From the line containing "black sleeve accordingly in the photo above." to the end of the records below, output each line exactly; include both ends and nothing else.

###

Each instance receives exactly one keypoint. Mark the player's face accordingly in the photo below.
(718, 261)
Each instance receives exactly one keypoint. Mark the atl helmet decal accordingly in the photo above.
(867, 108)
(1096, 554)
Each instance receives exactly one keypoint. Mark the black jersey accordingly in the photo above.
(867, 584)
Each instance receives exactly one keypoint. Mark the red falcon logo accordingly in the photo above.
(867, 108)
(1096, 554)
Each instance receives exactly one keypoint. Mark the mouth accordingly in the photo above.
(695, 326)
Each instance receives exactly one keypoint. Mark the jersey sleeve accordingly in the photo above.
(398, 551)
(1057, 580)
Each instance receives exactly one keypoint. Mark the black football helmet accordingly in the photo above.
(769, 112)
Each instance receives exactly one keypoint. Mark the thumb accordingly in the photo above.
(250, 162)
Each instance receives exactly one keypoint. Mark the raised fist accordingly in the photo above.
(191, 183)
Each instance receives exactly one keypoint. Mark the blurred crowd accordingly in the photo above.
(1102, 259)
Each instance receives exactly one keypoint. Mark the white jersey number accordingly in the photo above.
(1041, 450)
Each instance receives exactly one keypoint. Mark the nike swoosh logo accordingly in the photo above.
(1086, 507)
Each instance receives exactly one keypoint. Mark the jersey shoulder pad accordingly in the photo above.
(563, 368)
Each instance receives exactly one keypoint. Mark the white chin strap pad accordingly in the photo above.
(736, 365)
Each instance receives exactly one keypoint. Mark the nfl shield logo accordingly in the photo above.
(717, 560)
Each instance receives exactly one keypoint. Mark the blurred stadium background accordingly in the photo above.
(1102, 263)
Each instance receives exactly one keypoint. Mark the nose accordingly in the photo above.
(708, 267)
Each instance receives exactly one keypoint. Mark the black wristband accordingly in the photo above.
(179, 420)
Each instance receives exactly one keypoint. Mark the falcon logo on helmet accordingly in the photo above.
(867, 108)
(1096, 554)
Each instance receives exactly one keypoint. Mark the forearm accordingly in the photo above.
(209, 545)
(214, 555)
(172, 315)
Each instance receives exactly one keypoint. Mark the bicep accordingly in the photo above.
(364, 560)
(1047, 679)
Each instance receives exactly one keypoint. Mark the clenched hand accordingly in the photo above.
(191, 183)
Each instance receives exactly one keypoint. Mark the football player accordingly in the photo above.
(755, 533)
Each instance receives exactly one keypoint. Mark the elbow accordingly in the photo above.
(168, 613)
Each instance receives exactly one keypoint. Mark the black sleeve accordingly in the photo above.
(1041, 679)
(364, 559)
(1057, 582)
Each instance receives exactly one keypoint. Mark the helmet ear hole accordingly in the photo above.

###

» **SOLUTION**:
Each instance receives exactly one keypoint. Mark the black sleeve accordingly in the photo above.
(1041, 679)
(364, 559)
(1057, 582)
Each instance receives exactly one keypoint. Mark the helmet ear hole accordingly in the photo above.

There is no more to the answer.